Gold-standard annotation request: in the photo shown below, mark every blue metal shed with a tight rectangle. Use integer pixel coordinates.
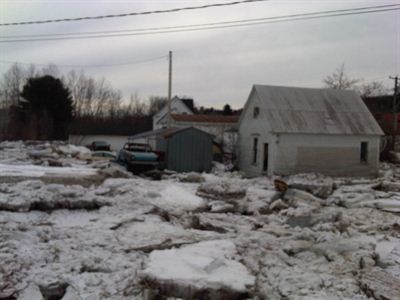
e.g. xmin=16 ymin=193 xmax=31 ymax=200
xmin=129 ymin=127 xmax=214 ymax=172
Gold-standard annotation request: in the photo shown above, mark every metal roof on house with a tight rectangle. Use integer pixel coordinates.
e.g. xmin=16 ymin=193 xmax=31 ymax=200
xmin=254 ymin=85 xmax=383 ymax=135
xmin=171 ymin=114 xmax=239 ymax=123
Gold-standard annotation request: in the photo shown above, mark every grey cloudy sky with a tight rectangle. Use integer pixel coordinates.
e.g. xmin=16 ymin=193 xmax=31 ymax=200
xmin=0 ymin=0 xmax=400 ymax=107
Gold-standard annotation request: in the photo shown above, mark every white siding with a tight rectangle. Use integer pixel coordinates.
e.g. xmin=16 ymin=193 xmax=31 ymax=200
xmin=274 ymin=134 xmax=380 ymax=176
xmin=238 ymin=93 xmax=276 ymax=176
────────
__TAREFA PROPOSTA__: Você pode reescrever todos os registros acima como um CSV de duas colunas, "enunciado" e "resposta", com uma linha por registro? Cada campo deve ficar entre aspas, com as quebras de linha trocadas por espaços e as imagens deixadas de fora.

__RESPOSTA COMPLETA__:
enunciado,resposta
"Gold-standard annotation request: in the photo shown below, mark every blue metal shed with a tight rectangle. Use integer pixel coordinates. e.g. xmin=16 ymin=193 xmax=31 ymax=200","xmin=129 ymin=127 xmax=214 ymax=172"
"Gold-standard annotation request: in the photo shown above, mark every metal roof on house with a tight rectangle. Use integer pixel coordinates. e.g. xmin=16 ymin=193 xmax=31 ymax=200","xmin=254 ymin=85 xmax=383 ymax=135 xmin=171 ymin=114 xmax=239 ymax=123"
"Gold-standard annotation request: in the photo shown above, mark every grey cloudy sky with a tight rectangle. Use integer pixel coordinates. e.g. xmin=16 ymin=193 xmax=31 ymax=200","xmin=0 ymin=0 xmax=400 ymax=107"
"Gold-standard annotation request: in the photo shown above, mark every white siding with a tight rectangle. Use integer pixel coordinates. e.g. xmin=16 ymin=193 xmax=31 ymax=200","xmin=274 ymin=134 xmax=380 ymax=176 xmin=238 ymin=93 xmax=276 ymax=176"